Text section
....

Richard O'Farrell Caddell 1780
Place of migration:
Stayed in Ireland
The Caddells were were one of the few Catholic families to retain ownership to landed estates in Ireland. The main branch of the Caddell family settled on the Meath side of the Delvin river, in the 12th century. Whitecastle or Snowton castle' beyond Naul is thought to have been built by a Richard Caddell in the 13th century (now incorporated into Naul Park House).
The Caddells were Cambro-Norman in origin. Cadwal is a Welsh personal name, variously spelt Caddel, Caddell, Cadel and Cadell, and is the equivalent of the Irish Cathal (strong in battle). They seem to have been relatives of Hugh de Lacy and settled on the borders of Meath and Dublin in the 12th century. A Caddell, residing at The Naul, reputedly gave fifteen acres to the Lord Deputy, as he embarked upon an expedition against O'Neill of Tyrone. Dean Butler's 'History of Trim' also mentions Caddell.
At the beginning of the 16th century, a Richard Caddell de Nall came into possession of the Harbourstown estate. Herbertstown (aka Harbourstown / Harbertstown / Harbetsson alias Darleston alias Damsellston) is one of 18 townlands that make up the parish of Stamullin.
In 1649, Cromwell's forces en route to Drogheda, passed through Herbertstown. There, they plundered and sacked the Caddell house, and desecrated the chapel, lopping off the arms of a life-size statue of the Redeemer taken down from the Cross. During the night, while camped in one of the fields, Cromwell's soldiers and horses were over-run by vermin and stricken with a foul disease. Hence the field became known as the Lousy Lea.

....

Extracted entries
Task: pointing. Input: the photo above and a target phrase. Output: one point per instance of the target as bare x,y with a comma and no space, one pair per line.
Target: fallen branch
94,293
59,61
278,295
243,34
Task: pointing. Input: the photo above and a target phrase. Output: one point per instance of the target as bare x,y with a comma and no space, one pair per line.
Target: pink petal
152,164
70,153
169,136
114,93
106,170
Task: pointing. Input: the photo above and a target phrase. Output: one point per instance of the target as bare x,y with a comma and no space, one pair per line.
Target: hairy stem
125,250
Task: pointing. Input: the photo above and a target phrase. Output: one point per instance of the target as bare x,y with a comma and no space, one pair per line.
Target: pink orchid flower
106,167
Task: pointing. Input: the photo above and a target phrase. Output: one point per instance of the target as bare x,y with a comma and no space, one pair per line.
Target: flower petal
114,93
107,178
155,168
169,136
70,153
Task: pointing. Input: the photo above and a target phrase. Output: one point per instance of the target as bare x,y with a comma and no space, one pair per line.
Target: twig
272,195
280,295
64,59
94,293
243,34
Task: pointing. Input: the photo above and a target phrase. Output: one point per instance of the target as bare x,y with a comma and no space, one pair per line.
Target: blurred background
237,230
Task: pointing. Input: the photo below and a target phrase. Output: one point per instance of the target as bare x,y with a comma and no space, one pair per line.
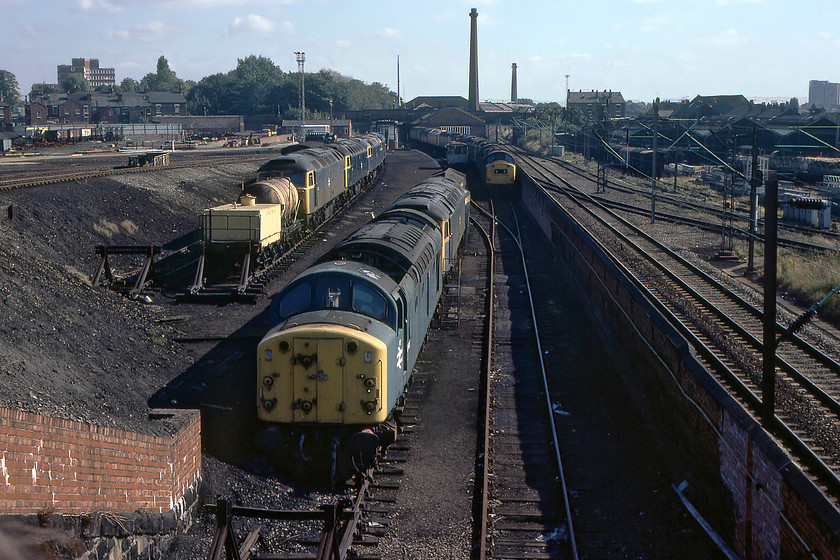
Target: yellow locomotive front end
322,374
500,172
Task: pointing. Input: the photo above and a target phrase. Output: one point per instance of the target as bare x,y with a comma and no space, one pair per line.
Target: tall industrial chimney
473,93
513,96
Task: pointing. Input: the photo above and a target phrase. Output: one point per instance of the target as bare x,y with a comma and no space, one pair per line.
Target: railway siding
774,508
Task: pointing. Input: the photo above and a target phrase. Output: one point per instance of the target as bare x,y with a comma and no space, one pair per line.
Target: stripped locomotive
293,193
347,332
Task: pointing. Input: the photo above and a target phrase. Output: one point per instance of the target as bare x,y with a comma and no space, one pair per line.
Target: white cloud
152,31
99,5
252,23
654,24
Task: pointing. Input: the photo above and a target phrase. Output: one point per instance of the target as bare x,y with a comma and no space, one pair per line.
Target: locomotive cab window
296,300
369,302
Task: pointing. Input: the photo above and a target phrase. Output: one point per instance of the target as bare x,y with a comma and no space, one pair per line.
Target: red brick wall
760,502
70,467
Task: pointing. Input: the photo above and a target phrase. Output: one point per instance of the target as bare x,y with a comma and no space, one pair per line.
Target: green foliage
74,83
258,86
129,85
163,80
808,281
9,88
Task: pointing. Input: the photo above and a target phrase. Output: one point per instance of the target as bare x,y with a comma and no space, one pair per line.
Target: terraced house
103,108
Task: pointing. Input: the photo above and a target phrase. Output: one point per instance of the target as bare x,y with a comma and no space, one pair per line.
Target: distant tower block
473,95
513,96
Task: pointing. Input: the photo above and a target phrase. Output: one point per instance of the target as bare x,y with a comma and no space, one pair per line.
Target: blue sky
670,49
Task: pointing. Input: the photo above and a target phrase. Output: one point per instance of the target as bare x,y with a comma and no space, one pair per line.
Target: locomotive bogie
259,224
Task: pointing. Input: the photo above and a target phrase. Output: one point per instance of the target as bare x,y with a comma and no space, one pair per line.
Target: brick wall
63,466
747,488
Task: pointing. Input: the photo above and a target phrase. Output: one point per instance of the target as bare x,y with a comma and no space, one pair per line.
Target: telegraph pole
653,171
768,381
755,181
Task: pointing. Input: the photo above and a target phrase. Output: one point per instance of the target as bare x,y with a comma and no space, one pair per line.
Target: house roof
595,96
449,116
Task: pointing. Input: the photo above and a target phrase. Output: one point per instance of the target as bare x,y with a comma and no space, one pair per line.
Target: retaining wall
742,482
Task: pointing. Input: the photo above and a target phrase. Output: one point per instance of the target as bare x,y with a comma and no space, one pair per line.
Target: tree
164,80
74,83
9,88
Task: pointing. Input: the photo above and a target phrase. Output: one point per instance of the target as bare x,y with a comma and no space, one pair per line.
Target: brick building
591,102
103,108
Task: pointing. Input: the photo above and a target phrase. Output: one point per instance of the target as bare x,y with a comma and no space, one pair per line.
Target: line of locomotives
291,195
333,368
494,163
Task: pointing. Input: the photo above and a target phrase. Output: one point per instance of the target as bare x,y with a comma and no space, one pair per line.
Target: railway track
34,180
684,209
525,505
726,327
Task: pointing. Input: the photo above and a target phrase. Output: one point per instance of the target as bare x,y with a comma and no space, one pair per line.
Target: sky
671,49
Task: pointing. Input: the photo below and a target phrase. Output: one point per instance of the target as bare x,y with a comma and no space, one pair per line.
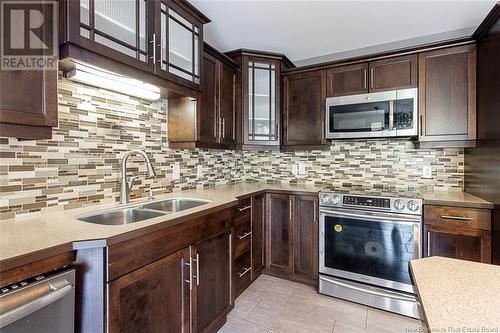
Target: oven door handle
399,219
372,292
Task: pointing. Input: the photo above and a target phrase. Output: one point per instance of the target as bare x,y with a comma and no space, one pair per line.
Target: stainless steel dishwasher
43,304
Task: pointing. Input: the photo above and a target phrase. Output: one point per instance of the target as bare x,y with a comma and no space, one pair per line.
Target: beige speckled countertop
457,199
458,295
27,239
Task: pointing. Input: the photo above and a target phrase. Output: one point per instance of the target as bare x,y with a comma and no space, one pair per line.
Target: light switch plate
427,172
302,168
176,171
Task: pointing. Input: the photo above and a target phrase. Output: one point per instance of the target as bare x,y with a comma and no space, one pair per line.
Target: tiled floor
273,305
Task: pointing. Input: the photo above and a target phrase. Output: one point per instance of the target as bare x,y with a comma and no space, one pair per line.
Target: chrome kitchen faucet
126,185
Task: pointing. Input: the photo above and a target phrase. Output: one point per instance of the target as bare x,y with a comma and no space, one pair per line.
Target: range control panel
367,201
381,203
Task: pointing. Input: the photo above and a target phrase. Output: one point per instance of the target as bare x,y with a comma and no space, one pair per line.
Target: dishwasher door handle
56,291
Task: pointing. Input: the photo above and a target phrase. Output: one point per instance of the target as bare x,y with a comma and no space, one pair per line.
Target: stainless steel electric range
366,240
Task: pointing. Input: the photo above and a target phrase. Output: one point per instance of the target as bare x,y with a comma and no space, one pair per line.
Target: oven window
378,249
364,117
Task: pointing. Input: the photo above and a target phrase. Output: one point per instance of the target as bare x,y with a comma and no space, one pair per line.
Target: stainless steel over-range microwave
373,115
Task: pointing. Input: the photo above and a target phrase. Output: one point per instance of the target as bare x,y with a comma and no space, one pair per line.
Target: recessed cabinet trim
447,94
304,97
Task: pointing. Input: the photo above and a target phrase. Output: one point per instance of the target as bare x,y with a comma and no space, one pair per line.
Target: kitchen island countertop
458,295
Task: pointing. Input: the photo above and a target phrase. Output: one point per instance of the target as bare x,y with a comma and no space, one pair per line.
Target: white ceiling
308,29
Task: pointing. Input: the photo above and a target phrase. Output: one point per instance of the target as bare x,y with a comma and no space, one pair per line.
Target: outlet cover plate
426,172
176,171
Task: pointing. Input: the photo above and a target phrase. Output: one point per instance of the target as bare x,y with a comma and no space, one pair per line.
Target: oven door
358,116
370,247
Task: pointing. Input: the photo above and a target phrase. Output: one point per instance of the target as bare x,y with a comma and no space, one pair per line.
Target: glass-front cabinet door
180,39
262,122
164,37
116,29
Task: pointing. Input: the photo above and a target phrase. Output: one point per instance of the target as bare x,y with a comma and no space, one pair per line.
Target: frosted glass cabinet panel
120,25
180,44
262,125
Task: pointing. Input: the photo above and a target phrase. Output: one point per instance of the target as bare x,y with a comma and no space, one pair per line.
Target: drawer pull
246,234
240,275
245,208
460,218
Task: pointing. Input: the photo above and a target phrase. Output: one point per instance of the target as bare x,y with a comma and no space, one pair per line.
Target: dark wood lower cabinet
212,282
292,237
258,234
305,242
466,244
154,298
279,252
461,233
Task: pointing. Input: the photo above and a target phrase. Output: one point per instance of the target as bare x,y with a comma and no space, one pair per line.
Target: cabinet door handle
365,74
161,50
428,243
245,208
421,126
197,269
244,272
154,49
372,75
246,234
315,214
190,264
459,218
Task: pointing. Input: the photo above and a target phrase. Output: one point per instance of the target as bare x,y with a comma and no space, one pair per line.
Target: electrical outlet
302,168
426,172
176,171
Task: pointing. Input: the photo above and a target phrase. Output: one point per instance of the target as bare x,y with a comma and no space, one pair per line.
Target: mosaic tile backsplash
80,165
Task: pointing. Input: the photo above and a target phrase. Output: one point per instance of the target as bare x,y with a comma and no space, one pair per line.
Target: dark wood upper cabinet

....

Problems to work on
(a) Render this sentence from the Caddell family history in French: "The Caddells were Cambro-Norman in origin."
(b) Carry on the Caddell family history from the point where it stops.
The records that accompany the Caddell family history come from a separate source.

Numbered answers
(a) Les Caddell étaient d'origine cambro-normande.

(b)
The Caddell family were evicted by Cromwell's General De Fyne in 1649. The Civil Survey 1654-58 shows Caddells in Moorestown, Swords, Herbertstown and The Naul (Co. Dublin) and at Dameselstown, Heathstown, Baronstown, Great and Little Mooresydes, and Flemingstown (Co. Meath).
THE "O'FERRALL CADELL" INHERITANCE
In the mid 18th century Richard Caddell succeeded to estates in counties Sligo, Roscommon and Galway, by the will of his uncle, James Farrell of Kilmore, county Roscommon. The will stipulated that he take on the name O'Ferrall.
585 FARRELL, JAMES, Killmore, Co. Roscommon, Esq.
25 July 1738. Codicil 18 Aug. 1738. Full, 3 1/2 pp., 27 Jan.
Wife Jean Farrell als. Blake. My brother-in-law Peter Daly of Quansbury and
my kinsman Denis Daly of Raford, both Co. Galway, Esqrs., trustees and
exors. (revoked in codicil). In default of issue male or female of my own
... estates etc.... to John Kelly, junr., second son of my nephew Jno. Kelly
of Clonlyon, and his heirs; they are to assume surname of Farrell and take
the coat of arms of Farrell. Richard Caddell eldest son of my sister Cecila
Caddell als. Farrell by my brother-in-law Thos. Caddell; Robert Caddell,
second son of said sister Celia. Denis Kelly the youngest son of my
brother-in-law Jno. Kelly of Clonlyon deceased. My sister Anstas Kirwan als.
Farrell, her husband Richard Kirwan. My nephew Arthur French (trustee); my
nieces Margery and Rose French, sisters of said nephew. My nephew Patrick
French their brother. My nieces Fras. Kelly and Hellen Kelly, two of the
daughters of my brother-in-law John Kelly. My nephew John Kelly their
brother. Bridget Nettervill, daughter of my brother-in-law Patrick
Nettervill. Edmd. Nettervill, Esq., (a trustee named in codicil). My sister
Rose Farrell. Great loss sustained by my poor kinsman James Costelloe,
brother to William Costelloe of Tullaghan, Co. Mayo, in his long lawsuit
with my late mother.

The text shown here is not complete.